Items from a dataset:

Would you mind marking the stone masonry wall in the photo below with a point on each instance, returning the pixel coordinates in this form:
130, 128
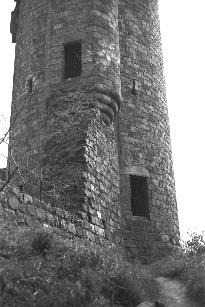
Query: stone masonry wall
144, 128
69, 125
26, 210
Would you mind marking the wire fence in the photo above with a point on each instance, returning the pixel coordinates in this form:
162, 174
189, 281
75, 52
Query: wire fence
31, 178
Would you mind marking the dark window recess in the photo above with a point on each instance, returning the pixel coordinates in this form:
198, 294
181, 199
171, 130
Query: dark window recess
133, 91
139, 196
73, 60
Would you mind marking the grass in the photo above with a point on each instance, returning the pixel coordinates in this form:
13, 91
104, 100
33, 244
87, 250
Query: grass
188, 265
38, 268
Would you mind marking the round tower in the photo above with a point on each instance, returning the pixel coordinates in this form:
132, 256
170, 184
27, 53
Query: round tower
67, 87
147, 181
89, 106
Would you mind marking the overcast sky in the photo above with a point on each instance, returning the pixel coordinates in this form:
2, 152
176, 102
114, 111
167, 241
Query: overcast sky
182, 28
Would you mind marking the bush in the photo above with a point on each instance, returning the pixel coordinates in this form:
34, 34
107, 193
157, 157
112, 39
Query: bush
46, 270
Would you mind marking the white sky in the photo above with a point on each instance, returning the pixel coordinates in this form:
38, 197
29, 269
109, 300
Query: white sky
182, 27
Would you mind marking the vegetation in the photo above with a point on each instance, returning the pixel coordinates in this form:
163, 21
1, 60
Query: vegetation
188, 265
37, 268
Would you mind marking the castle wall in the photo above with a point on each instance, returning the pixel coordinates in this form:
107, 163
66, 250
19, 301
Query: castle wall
68, 125
144, 128
74, 127
25, 210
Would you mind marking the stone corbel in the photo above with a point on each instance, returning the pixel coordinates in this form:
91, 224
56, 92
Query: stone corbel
14, 21
109, 102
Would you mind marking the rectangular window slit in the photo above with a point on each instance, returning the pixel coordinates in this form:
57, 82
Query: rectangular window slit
73, 59
139, 196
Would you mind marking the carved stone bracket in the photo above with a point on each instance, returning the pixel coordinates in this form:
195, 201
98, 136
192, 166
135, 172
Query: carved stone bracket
109, 102
14, 21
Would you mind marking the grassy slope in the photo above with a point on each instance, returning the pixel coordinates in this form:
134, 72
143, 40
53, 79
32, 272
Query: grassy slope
40, 269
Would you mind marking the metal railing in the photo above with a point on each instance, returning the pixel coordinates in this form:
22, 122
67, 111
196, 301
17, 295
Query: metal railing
30, 177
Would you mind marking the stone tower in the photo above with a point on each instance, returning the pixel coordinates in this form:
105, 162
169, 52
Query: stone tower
88, 81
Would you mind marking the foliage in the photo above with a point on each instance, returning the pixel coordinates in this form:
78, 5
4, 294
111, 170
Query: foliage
38, 268
188, 265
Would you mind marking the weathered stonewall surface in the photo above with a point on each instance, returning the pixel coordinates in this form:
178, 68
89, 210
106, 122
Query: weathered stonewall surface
29, 211
99, 128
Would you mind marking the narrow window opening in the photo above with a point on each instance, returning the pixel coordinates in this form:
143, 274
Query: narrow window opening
133, 91
139, 196
73, 59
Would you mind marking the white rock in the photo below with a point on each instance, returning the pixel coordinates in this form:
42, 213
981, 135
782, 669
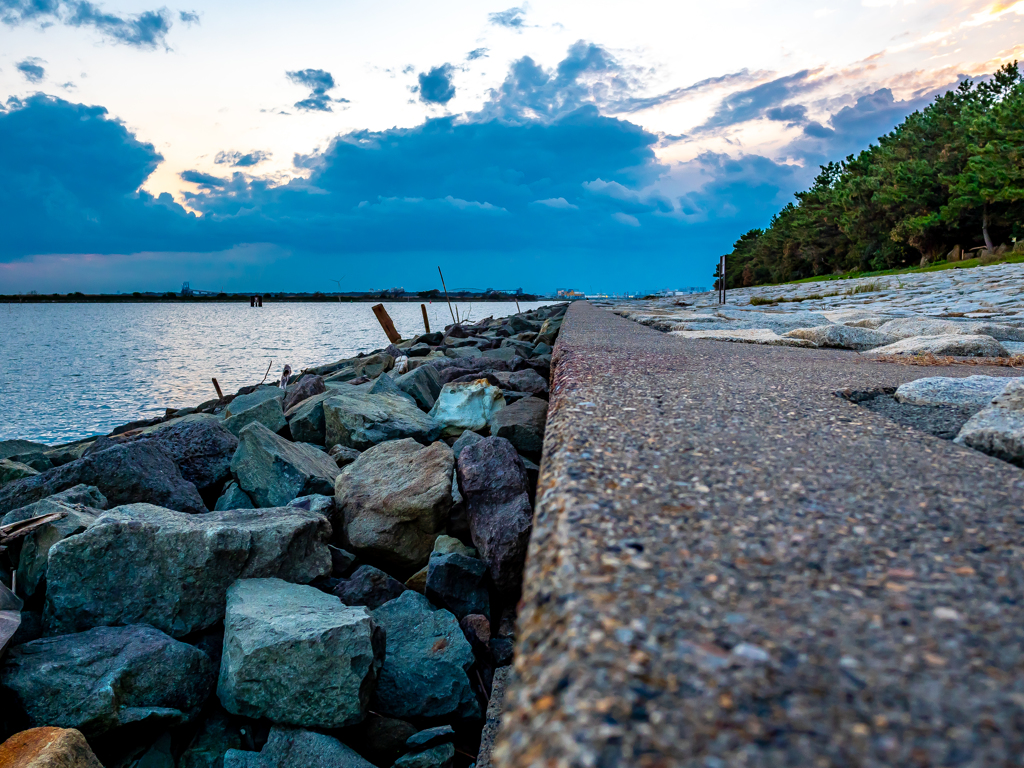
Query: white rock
944, 390
952, 344
465, 406
842, 337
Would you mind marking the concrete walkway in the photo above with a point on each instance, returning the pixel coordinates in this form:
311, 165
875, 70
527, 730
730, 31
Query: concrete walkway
732, 566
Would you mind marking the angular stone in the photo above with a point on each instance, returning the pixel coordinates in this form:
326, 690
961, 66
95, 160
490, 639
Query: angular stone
434, 757
12, 470
233, 498
140, 471
393, 501
953, 344
343, 456
466, 438
494, 482
34, 557
267, 412
216, 735
431, 737
459, 584
369, 586
48, 748
297, 656
145, 564
105, 678
422, 384
306, 387
425, 670
273, 471
522, 424
293, 748
998, 429
843, 337
305, 421
944, 390
466, 406
359, 421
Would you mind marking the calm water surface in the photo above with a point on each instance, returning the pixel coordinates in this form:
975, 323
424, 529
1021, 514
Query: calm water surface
71, 371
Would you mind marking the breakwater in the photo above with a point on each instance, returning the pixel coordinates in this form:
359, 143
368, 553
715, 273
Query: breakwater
320, 573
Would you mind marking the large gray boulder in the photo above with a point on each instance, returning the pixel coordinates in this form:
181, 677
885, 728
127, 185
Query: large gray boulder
393, 501
522, 424
272, 471
962, 345
998, 429
422, 384
843, 337
428, 657
363, 420
138, 471
145, 564
296, 655
493, 480
306, 387
305, 419
945, 390
294, 748
107, 678
81, 506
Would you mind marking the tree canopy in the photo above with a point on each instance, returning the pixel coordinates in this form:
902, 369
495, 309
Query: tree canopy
951, 174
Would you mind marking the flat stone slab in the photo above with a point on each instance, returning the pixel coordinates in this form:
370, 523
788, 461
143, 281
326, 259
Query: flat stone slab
944, 390
730, 566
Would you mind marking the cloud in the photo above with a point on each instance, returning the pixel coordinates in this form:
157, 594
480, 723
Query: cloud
513, 18
435, 86
318, 82
203, 179
72, 184
145, 30
242, 160
32, 69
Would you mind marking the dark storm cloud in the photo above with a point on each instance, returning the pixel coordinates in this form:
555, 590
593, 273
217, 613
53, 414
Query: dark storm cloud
436, 86
512, 18
242, 160
146, 30
318, 82
32, 69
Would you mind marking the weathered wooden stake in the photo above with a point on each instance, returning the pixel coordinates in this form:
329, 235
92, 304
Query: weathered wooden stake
445, 295
385, 320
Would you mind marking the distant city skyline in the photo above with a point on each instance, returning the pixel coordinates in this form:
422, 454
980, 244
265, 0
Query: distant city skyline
595, 145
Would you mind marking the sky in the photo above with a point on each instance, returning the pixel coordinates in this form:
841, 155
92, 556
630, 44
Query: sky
605, 146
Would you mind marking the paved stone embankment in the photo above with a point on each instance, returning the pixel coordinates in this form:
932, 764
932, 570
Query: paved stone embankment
730, 565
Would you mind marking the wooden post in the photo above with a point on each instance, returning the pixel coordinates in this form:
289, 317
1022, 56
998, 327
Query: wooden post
386, 324
445, 295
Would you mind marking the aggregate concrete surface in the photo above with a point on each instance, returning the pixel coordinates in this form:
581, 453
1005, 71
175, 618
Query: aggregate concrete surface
730, 565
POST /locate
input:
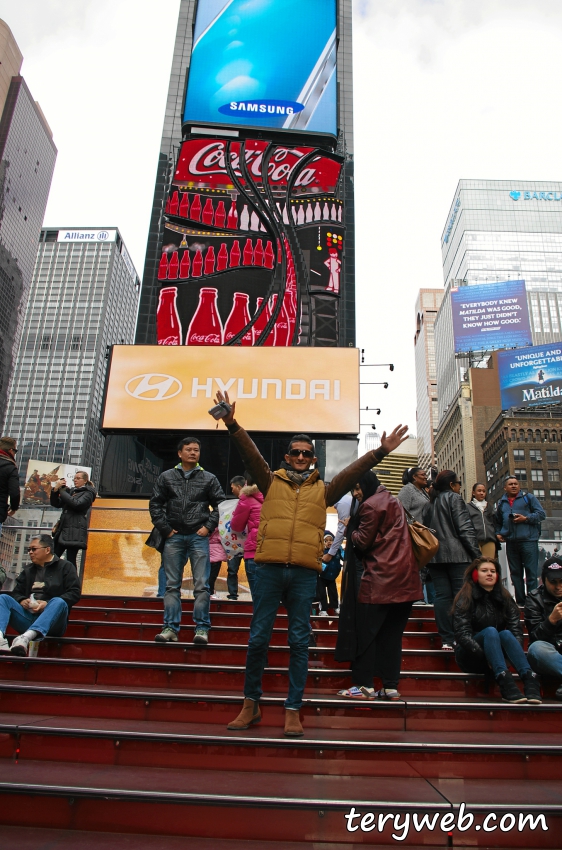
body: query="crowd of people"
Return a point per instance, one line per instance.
(275, 521)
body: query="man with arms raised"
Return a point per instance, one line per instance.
(290, 547)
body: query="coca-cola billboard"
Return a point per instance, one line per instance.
(253, 230)
(264, 65)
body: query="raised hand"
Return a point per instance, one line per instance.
(229, 419)
(394, 439)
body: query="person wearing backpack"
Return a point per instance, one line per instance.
(518, 524)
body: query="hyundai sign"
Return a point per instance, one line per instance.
(531, 377)
(492, 316)
(264, 63)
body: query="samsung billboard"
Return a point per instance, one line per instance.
(531, 377)
(492, 316)
(264, 64)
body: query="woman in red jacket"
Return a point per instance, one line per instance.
(247, 516)
(372, 620)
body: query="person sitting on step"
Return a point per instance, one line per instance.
(543, 618)
(45, 591)
(487, 624)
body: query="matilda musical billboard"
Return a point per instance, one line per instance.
(253, 246)
(531, 377)
(264, 64)
(278, 391)
(491, 316)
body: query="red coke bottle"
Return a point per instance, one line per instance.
(196, 208)
(168, 325)
(208, 212)
(173, 268)
(235, 254)
(248, 256)
(258, 253)
(184, 205)
(232, 220)
(269, 256)
(222, 259)
(163, 267)
(238, 319)
(210, 261)
(174, 204)
(205, 327)
(197, 267)
(184, 266)
(220, 215)
(281, 325)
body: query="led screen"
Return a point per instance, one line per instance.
(264, 63)
(491, 316)
(530, 377)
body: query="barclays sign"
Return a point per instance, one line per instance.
(516, 195)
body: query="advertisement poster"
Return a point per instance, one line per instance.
(491, 316)
(264, 64)
(254, 237)
(531, 376)
(278, 390)
(41, 475)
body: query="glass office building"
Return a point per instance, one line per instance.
(498, 230)
(83, 298)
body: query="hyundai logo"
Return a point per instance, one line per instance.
(154, 386)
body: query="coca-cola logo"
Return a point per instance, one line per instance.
(208, 159)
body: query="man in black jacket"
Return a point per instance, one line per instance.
(179, 508)
(543, 618)
(45, 591)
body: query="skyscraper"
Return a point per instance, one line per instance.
(340, 330)
(427, 305)
(83, 298)
(27, 161)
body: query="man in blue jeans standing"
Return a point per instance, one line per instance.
(288, 558)
(518, 524)
(180, 508)
(543, 618)
(45, 591)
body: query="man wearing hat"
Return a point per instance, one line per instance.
(543, 618)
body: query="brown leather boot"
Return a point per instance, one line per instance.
(293, 725)
(249, 715)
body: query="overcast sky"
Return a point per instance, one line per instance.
(444, 90)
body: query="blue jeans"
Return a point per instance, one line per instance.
(447, 581)
(523, 557)
(177, 550)
(545, 659)
(251, 567)
(52, 619)
(232, 575)
(295, 587)
(495, 644)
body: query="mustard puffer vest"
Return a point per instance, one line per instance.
(292, 522)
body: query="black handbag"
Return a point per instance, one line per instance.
(155, 540)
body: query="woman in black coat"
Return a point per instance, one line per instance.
(71, 532)
(448, 517)
(482, 517)
(487, 624)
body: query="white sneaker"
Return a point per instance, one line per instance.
(20, 645)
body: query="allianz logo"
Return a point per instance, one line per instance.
(537, 196)
(156, 386)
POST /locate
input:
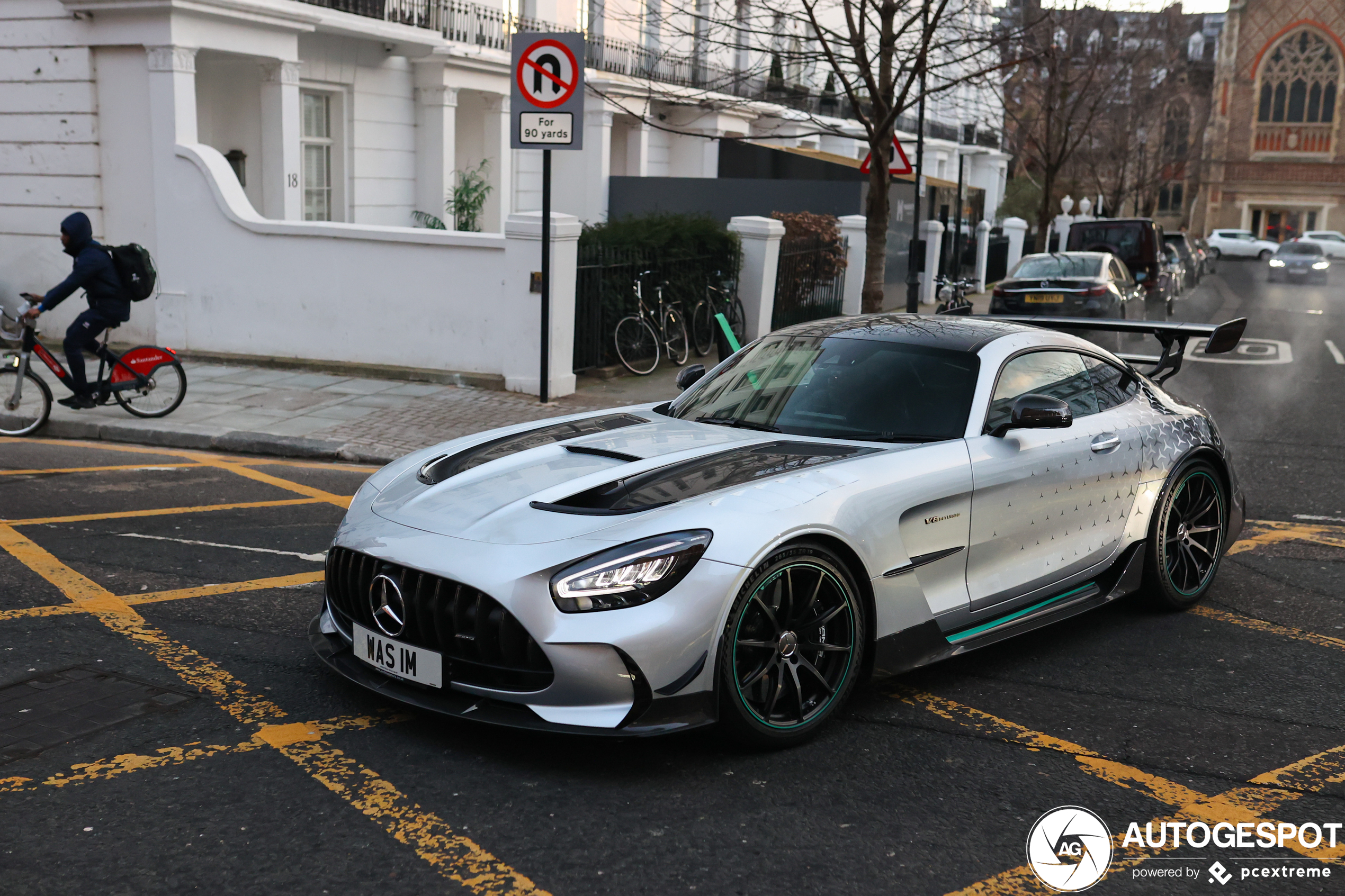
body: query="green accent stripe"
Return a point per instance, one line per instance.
(963, 636)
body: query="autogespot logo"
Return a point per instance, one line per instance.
(1070, 849)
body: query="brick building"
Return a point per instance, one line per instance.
(1273, 153)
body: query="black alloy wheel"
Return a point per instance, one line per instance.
(1187, 542)
(793, 648)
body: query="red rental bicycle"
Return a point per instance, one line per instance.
(146, 381)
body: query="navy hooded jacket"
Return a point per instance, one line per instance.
(93, 273)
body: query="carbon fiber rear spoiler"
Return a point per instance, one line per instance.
(1173, 338)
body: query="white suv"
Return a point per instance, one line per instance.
(1331, 241)
(1241, 243)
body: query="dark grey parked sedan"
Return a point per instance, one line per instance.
(1298, 263)
(1067, 284)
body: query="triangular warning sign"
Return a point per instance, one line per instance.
(899, 164)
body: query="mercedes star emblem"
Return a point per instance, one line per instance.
(388, 607)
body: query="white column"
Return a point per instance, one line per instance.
(931, 231)
(522, 256)
(638, 151)
(598, 163)
(495, 144)
(282, 171)
(436, 138)
(982, 254)
(853, 229)
(760, 260)
(173, 120)
(1016, 229)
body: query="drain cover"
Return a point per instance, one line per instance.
(62, 705)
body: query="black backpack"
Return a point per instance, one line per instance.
(136, 270)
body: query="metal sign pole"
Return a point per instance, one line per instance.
(546, 273)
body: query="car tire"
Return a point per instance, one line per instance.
(1187, 537)
(776, 687)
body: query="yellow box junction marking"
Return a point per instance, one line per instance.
(454, 856)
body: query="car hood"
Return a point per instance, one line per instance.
(491, 500)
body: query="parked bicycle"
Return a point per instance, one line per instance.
(705, 328)
(953, 296)
(146, 381)
(642, 336)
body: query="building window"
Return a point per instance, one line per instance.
(318, 156)
(1298, 81)
(1169, 198)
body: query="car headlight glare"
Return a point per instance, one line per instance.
(629, 575)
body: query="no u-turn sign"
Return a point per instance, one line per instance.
(548, 92)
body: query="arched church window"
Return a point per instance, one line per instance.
(1298, 81)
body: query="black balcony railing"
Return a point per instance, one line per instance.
(492, 29)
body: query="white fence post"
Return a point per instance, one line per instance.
(760, 258)
(1015, 229)
(853, 229)
(524, 256)
(932, 233)
(982, 254)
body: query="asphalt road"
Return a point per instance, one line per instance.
(276, 777)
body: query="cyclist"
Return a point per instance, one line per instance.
(108, 301)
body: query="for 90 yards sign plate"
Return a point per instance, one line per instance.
(548, 92)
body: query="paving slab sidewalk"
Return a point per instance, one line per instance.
(322, 415)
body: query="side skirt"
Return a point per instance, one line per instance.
(926, 642)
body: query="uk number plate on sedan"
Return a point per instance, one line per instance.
(397, 659)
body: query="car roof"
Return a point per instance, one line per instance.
(955, 333)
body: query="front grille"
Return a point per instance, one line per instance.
(482, 641)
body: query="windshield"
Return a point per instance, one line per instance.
(838, 388)
(1057, 266)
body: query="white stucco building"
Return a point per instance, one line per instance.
(271, 153)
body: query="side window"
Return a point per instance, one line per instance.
(1056, 374)
(1111, 385)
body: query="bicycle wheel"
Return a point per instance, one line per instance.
(162, 397)
(703, 328)
(34, 406)
(636, 346)
(674, 336)
(738, 319)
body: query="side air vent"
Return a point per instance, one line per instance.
(709, 473)
(446, 465)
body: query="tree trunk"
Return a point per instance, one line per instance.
(877, 211)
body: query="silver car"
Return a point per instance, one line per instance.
(840, 499)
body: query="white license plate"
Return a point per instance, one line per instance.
(397, 659)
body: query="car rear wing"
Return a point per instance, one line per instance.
(1173, 338)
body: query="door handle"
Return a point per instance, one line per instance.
(1105, 442)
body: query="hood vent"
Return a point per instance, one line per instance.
(709, 473)
(446, 465)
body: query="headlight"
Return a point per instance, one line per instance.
(629, 575)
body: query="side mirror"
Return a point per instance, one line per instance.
(1226, 336)
(689, 376)
(1037, 413)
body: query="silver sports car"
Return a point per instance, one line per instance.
(840, 499)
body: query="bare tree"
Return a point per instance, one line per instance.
(844, 68)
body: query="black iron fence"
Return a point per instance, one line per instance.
(810, 280)
(604, 292)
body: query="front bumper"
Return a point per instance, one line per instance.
(646, 718)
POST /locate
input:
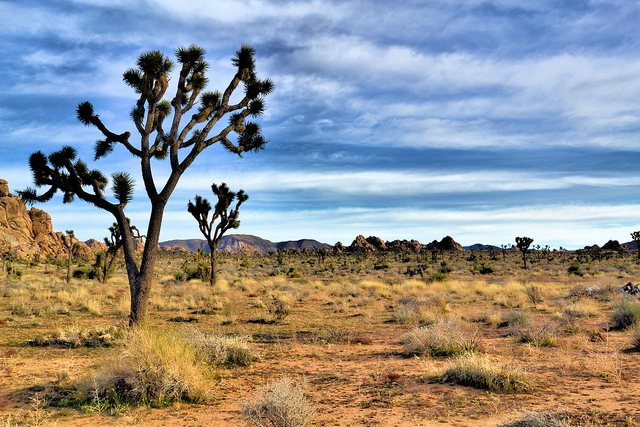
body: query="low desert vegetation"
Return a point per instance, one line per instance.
(475, 370)
(443, 338)
(281, 403)
(373, 336)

Instructions to follow:
If a line above holds the word "building", copy it.

Solution for this problem:
body: query="glass office building"
body: query="brick building"
body: query="building window"
body: query="white stucco building"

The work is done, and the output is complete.